Provided data section start
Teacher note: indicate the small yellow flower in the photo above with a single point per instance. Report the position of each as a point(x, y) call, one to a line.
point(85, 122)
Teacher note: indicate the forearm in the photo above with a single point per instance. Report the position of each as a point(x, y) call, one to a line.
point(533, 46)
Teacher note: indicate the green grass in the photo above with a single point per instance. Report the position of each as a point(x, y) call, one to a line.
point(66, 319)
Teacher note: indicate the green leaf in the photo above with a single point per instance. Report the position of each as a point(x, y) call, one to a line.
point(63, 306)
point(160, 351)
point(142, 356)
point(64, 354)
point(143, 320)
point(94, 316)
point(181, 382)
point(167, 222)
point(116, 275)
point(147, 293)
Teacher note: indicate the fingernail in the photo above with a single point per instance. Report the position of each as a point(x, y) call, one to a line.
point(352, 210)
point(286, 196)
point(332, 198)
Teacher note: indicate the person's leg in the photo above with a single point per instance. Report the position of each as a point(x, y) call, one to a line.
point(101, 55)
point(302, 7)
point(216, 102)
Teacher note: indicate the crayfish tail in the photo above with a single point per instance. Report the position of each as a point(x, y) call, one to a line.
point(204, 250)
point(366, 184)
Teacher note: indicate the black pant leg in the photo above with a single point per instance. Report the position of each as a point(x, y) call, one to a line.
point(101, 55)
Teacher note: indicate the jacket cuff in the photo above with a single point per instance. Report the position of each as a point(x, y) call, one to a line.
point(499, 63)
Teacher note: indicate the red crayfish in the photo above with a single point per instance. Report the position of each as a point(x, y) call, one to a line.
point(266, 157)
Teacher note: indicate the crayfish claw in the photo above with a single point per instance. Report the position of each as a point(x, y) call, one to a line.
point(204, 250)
Provided data section end
What to work on >> Each line above should be output exactly as written.

Result >>
Teacher note: indicate the small yellow flower in the photo above with a single point per instance. Report the position of each as a point(x, y) call, one to a line.
point(85, 122)
Teacher note: indicate the forearm in the photo above with a single point per instance. Report the position of each as a point(x, y) call, one to a line.
point(533, 46)
Teacher note: indicate the green grass in the photo above with a single point per instance. Report the position of each as a point(x, y) call, one to a line.
point(66, 319)
Teacher note: indicate the green leaf in the photo above with a single point per instance. Report the position of each as a point(x, y) call, one to a line.
point(63, 306)
point(160, 351)
point(142, 356)
point(64, 354)
point(143, 320)
point(94, 316)
point(181, 382)
point(167, 222)
point(116, 275)
point(147, 293)
Teacher note: indicate the fingernail in the photo above with a single point per instance. Report the position of each as a point(x, y) call, one to a line.
point(352, 210)
point(286, 196)
point(332, 198)
Teacher note: indicate the person's leg in the photo above with a single point per instance. Report the position of each as a point(x, y) call, one to a line.
point(101, 55)
point(302, 7)
point(216, 102)
Teacher note: indicate the crayfish tail in the photo above with a single point per instance. Report the position of each as a point(x, y) call, one to a line.
point(204, 250)
point(366, 184)
Teacher note: indicate the black pant leg in the photo above with a single point per instance. Report the position of each as a point(x, y) call, one to a line.
point(101, 55)
Teacher note: indicate the jacket cuff in the photo above with a single point per instance. Report the position of each as a point(x, y) call, one to a line.
point(499, 63)
Teacher note: indicate the red crayfish in the photo above with a single point per instance. Report the position of each as a point(x, y) call, one to a line.
point(266, 157)
Teacher note: indicate the crayfish claw in the photo above with a single point per instance. Report the position of each as a point(x, y) call, one to a line.
point(204, 250)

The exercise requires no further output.